[Supplied material — start]

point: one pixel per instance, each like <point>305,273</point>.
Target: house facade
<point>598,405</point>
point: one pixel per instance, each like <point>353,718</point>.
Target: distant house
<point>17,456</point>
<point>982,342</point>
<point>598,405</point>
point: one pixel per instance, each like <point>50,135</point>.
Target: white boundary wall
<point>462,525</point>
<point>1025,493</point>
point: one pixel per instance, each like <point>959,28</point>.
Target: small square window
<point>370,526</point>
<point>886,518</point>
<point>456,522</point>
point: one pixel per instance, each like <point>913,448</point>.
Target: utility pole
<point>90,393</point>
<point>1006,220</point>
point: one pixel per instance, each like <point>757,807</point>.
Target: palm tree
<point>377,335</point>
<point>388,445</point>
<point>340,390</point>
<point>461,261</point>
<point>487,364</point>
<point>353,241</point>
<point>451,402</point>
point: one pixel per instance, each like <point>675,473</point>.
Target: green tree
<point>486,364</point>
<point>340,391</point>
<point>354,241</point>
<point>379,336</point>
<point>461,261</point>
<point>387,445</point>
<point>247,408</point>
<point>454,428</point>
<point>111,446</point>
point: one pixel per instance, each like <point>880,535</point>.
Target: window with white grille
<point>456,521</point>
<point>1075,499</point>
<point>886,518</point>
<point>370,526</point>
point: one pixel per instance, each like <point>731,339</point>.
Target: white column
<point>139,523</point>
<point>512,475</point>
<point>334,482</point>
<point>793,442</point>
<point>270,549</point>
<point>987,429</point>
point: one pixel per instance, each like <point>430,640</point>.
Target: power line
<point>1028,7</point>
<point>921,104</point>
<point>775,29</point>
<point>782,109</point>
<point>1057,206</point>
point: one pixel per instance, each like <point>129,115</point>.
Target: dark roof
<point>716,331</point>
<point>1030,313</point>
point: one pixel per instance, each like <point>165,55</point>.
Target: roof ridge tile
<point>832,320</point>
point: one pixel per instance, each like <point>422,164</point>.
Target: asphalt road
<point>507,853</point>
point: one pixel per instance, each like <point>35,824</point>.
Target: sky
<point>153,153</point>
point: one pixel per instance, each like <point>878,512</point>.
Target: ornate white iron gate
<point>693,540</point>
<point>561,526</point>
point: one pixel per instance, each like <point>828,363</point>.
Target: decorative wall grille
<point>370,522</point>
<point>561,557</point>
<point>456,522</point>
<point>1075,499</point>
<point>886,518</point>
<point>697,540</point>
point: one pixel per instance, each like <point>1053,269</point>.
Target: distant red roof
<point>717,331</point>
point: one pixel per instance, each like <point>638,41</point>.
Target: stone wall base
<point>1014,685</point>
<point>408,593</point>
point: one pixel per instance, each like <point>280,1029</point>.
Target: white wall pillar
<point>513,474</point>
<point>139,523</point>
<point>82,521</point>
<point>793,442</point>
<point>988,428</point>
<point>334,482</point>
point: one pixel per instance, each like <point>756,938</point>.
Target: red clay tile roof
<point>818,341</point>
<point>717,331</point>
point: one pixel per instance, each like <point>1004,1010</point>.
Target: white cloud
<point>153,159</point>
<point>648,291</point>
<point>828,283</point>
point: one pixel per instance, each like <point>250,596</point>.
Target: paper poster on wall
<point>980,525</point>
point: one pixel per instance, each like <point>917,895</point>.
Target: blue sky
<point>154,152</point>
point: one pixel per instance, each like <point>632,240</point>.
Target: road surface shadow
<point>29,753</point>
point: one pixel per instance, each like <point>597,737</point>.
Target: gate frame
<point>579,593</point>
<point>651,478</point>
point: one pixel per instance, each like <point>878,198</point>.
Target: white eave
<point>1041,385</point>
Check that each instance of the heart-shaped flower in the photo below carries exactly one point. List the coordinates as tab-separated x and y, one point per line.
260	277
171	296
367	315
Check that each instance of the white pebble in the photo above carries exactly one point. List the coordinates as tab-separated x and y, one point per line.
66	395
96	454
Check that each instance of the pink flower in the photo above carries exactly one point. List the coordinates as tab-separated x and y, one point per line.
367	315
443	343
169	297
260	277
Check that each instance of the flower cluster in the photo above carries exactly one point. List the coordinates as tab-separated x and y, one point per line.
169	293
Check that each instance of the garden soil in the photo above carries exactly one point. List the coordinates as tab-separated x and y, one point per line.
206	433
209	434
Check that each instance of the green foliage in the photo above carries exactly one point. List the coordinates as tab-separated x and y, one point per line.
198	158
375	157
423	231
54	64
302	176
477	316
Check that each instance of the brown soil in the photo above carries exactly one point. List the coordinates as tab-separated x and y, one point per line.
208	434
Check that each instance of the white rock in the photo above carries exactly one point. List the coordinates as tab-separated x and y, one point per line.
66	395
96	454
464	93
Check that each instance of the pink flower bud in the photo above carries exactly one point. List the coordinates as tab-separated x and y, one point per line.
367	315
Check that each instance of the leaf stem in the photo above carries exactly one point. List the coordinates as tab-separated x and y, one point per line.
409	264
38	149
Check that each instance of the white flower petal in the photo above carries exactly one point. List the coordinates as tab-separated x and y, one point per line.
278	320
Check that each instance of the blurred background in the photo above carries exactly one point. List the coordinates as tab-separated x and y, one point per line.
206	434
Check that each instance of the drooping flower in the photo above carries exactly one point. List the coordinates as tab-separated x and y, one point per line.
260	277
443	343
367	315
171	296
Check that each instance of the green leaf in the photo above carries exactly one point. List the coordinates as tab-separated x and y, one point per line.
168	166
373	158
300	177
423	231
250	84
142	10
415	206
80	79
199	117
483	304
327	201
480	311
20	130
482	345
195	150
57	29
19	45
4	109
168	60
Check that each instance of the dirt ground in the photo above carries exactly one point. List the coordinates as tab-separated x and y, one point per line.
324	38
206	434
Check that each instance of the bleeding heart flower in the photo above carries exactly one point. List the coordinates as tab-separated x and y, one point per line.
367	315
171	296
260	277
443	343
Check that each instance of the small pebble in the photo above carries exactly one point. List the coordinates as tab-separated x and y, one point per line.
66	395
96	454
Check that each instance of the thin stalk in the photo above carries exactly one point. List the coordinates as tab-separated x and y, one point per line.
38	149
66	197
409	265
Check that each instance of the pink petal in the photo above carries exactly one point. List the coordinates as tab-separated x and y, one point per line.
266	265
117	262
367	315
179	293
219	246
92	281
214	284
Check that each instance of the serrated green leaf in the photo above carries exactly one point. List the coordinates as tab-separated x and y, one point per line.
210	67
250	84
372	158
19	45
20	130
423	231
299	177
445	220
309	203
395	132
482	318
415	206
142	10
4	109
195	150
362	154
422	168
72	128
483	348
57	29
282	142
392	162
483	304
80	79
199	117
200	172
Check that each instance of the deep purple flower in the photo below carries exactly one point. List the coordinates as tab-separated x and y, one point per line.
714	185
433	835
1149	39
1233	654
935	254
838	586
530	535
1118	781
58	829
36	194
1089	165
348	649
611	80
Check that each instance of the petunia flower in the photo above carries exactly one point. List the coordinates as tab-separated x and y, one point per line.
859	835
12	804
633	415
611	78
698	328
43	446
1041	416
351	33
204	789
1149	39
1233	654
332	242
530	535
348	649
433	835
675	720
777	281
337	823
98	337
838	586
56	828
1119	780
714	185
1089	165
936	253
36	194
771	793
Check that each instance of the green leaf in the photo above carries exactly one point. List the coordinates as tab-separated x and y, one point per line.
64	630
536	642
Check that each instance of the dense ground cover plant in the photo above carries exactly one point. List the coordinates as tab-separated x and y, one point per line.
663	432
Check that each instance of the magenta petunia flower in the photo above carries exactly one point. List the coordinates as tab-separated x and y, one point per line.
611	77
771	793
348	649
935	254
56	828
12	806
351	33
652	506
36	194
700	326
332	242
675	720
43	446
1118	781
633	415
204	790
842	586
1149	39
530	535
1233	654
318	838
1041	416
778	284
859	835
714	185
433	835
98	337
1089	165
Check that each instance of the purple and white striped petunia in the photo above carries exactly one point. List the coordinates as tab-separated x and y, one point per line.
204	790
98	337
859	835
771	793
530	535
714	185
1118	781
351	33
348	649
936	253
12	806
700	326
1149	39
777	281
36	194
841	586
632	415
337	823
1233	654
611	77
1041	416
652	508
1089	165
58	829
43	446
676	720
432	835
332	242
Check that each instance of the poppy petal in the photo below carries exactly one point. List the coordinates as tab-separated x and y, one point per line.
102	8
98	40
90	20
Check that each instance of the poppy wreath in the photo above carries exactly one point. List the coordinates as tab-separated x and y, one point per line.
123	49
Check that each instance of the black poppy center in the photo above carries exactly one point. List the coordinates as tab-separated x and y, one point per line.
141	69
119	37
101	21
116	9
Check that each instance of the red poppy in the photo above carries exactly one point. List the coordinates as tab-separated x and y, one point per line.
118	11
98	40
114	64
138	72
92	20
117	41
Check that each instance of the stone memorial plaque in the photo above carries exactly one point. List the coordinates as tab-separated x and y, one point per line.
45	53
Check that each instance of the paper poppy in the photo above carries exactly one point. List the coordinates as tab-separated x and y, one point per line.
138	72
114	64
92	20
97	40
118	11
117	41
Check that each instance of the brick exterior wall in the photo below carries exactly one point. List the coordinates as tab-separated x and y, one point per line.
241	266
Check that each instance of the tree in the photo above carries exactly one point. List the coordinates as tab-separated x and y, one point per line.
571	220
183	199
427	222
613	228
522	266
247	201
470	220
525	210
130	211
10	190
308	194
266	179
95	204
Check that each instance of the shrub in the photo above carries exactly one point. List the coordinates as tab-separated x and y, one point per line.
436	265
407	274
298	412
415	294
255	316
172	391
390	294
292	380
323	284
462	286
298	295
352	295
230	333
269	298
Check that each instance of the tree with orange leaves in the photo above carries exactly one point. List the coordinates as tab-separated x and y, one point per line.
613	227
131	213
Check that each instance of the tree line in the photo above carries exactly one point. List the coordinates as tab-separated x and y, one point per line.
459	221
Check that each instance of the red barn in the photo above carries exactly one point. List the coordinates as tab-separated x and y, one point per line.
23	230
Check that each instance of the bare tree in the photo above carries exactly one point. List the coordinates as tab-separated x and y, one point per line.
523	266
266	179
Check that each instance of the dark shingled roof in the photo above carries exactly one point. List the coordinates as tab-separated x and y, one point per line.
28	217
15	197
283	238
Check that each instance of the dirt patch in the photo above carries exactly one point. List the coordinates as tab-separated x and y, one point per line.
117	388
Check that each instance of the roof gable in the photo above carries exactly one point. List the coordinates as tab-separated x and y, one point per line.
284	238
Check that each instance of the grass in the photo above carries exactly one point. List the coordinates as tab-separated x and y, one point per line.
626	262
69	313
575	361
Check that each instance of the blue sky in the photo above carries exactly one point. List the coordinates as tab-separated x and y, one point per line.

[Supplied material — finish]

• Task instructions: Nothing but an exact copy of the lines from the first one above through the line holding "point: one pixel per instance, each like <point>731,339</point>." should be returned.

• Task answer:
point: one pixel per instance, each like <point>305,273</point>.
Target: house facade
<point>598,405</point>
point: one pixel per instance, each like <point>353,718</point>.
Target: distant house
<point>17,456</point>
<point>982,342</point>
<point>598,405</point>
point: one pixel per instance, each like <point>50,135</point>.
Target: white boundary wall
<point>462,525</point>
<point>1025,493</point>
point: one pixel per instance, each like <point>959,28</point>.
Target: small square window
<point>370,526</point>
<point>886,518</point>
<point>456,522</point>
point: one pixel per instance, each like <point>913,448</point>.
Target: utility pole
<point>90,393</point>
<point>1006,220</point>
point: one pixel per instance, each like <point>757,807</point>.
Target: palm tree
<point>377,335</point>
<point>388,445</point>
<point>340,390</point>
<point>461,261</point>
<point>487,364</point>
<point>353,241</point>
<point>451,402</point>
point: one pixel per instance, each like <point>675,473</point>.
Target: green tree
<point>486,364</point>
<point>340,391</point>
<point>354,241</point>
<point>379,336</point>
<point>461,261</point>
<point>387,445</point>
<point>247,408</point>
<point>454,428</point>
<point>111,446</point>
point: one pixel per instance, each like <point>880,535</point>.
Target: window with white grille
<point>456,521</point>
<point>1075,499</point>
<point>886,518</point>
<point>370,526</point>
point: one pixel per instance, each like <point>731,339</point>.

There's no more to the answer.